Look through the entries below and return all lines including the word "pants".

Data items:
········

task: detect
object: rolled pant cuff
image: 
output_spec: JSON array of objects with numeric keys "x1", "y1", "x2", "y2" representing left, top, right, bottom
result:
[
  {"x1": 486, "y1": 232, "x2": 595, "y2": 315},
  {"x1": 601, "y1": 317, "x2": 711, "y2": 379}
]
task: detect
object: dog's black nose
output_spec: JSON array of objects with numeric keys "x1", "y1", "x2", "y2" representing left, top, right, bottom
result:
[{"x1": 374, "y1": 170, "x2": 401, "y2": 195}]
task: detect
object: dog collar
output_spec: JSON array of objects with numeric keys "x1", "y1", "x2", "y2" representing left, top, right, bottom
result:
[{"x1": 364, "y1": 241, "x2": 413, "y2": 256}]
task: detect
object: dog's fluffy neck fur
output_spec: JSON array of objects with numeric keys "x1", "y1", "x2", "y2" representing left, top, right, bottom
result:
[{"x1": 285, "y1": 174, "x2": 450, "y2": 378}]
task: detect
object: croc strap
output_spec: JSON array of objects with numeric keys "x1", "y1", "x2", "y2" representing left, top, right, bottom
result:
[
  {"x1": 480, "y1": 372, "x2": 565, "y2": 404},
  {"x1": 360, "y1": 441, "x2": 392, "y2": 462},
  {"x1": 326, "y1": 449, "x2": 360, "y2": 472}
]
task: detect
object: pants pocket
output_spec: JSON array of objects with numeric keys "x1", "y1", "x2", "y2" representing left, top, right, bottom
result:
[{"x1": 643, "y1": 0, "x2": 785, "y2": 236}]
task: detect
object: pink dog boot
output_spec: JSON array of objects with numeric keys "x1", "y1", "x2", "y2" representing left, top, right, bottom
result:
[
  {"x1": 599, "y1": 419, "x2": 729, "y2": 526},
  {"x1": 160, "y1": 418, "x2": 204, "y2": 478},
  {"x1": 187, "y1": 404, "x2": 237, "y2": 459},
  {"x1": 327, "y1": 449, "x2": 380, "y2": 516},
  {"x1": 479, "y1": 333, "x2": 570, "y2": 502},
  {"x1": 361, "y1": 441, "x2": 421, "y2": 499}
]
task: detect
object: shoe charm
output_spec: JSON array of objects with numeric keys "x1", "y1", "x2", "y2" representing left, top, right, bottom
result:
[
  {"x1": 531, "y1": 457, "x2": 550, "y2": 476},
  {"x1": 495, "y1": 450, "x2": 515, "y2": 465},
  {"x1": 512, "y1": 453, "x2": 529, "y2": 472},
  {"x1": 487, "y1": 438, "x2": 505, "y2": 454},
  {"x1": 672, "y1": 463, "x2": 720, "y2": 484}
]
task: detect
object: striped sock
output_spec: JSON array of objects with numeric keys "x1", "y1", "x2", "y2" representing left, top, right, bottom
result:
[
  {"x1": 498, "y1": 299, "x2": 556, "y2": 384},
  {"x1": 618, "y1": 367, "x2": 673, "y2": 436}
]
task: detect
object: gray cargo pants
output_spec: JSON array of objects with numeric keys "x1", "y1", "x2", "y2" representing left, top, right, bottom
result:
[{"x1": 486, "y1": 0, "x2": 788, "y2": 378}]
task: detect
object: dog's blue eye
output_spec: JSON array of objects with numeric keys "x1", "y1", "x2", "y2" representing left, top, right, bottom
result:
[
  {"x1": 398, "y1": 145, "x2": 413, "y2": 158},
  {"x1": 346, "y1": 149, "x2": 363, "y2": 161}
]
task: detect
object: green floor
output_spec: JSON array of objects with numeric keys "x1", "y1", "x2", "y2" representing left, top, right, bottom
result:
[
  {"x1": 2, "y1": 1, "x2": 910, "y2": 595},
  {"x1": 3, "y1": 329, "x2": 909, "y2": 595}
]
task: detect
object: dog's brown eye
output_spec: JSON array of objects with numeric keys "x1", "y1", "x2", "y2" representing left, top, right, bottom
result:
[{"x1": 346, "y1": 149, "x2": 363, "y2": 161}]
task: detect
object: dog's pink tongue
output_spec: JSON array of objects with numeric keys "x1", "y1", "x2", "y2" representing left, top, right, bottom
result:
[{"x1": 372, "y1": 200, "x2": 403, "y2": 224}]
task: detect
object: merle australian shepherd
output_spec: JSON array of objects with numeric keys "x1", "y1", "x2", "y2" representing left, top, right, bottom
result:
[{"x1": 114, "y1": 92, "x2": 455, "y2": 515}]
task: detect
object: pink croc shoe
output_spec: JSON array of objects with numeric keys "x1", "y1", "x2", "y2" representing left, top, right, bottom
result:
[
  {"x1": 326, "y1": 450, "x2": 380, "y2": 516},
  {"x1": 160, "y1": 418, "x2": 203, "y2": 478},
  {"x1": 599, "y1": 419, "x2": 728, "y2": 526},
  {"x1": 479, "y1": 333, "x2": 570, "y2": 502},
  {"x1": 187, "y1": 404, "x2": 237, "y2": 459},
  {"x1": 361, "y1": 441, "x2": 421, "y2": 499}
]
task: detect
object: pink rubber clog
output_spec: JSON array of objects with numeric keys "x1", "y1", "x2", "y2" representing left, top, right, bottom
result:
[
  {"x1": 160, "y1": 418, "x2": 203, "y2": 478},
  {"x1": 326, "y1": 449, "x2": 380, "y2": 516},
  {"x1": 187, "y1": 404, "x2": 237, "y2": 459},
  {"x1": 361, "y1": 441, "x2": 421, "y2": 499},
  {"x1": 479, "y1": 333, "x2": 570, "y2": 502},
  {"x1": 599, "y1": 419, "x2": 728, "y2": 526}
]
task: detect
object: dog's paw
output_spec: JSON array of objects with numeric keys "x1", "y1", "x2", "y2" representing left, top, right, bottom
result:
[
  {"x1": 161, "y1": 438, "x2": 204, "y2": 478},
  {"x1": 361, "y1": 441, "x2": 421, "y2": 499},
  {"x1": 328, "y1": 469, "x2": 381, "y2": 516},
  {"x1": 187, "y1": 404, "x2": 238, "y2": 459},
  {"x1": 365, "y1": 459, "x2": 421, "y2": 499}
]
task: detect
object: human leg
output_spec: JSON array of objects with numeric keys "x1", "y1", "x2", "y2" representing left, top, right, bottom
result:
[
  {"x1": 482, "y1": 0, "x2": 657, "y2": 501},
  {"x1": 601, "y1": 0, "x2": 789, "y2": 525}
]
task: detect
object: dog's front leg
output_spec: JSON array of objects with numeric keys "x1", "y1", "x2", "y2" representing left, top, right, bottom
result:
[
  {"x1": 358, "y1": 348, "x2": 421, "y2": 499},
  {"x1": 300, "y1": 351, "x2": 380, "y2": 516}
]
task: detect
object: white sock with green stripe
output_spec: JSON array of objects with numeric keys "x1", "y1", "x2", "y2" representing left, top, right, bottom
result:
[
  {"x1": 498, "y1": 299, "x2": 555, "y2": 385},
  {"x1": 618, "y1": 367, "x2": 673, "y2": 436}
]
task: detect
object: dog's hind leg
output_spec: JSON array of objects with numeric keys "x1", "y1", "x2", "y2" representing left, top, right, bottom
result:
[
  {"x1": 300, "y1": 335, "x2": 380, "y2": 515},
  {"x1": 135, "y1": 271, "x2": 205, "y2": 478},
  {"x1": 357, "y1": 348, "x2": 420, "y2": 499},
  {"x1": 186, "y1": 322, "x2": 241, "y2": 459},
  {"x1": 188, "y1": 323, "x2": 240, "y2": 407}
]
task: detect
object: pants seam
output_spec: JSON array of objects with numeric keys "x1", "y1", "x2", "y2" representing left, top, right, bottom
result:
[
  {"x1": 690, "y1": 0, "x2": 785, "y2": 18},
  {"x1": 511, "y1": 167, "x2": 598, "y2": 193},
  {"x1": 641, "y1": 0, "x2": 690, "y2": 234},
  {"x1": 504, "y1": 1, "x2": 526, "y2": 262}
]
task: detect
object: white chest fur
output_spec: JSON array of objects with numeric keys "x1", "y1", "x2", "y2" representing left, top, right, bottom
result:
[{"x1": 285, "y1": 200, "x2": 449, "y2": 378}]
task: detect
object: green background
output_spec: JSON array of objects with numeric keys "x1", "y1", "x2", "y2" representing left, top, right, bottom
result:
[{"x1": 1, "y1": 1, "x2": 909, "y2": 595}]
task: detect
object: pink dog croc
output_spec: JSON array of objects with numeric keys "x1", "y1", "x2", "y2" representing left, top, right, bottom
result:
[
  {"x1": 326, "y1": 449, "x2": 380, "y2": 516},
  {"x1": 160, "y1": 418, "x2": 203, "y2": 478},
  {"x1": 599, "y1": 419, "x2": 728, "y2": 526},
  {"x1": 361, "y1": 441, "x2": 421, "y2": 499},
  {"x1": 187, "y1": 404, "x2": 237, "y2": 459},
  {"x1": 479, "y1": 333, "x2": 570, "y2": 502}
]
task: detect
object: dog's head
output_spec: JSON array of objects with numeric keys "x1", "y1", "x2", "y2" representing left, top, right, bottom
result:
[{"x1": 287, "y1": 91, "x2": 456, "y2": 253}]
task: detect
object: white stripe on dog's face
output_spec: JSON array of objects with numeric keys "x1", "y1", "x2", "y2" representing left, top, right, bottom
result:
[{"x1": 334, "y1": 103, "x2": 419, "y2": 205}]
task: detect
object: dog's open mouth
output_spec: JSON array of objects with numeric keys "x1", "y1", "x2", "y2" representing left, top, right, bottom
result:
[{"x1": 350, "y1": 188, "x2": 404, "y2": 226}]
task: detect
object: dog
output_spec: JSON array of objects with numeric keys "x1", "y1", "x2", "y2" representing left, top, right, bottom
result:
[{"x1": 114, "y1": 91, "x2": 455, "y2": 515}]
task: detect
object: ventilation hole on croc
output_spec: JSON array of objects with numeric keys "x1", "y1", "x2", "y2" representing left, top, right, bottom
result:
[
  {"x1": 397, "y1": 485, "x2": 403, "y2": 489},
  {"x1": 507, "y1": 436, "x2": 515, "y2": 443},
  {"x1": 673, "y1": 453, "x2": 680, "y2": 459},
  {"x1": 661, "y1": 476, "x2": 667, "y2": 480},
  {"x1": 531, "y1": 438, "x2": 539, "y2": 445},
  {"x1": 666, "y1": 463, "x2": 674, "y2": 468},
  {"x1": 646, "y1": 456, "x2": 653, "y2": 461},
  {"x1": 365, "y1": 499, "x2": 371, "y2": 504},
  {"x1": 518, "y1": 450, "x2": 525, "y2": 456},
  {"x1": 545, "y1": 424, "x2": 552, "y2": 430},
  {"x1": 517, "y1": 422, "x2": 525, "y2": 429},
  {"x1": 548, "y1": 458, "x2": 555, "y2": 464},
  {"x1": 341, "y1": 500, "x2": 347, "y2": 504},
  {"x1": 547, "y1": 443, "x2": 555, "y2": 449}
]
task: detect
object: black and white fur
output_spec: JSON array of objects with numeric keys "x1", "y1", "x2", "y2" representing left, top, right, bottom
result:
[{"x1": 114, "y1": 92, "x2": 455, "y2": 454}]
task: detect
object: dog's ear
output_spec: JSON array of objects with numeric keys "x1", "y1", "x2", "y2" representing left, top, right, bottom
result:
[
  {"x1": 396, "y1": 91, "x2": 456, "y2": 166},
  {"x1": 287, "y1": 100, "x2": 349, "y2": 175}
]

········

Task output:
object: pants pocket
object: gray cargo pants
object: pants seam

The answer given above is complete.